## [GOAL]
Which lines in the material below contain the word "mark"? Report each of those lines in full.

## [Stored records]
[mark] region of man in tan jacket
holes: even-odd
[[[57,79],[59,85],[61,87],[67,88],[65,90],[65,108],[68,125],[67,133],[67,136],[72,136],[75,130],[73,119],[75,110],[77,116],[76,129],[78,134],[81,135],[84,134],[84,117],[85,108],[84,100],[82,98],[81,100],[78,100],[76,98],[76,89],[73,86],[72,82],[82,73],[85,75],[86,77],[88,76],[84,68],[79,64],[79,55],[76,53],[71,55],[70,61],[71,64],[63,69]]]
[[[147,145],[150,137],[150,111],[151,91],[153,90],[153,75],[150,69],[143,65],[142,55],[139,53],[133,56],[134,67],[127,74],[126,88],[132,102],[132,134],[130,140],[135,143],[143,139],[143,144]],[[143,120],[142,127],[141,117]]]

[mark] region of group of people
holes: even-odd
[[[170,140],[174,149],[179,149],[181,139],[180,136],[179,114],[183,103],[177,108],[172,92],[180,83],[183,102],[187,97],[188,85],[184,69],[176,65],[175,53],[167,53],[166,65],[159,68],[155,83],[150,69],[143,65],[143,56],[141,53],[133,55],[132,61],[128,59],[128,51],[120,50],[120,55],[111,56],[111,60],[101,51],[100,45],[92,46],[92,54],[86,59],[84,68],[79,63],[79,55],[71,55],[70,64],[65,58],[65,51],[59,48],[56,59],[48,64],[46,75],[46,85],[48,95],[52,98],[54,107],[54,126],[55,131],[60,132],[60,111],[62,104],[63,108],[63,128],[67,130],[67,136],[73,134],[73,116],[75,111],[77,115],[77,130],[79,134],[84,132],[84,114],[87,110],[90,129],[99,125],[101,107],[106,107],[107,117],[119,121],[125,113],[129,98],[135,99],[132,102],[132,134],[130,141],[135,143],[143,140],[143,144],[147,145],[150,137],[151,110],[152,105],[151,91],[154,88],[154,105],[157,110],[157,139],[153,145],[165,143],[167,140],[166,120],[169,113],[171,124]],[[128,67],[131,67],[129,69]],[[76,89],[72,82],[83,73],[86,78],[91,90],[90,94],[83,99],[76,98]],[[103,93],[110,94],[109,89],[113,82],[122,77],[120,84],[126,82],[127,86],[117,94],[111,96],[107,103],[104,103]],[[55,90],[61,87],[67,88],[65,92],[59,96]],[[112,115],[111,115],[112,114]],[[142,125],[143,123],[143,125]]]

## [THE ANSWER]
[mark] region of man in tan jacket
[mark] region of group of people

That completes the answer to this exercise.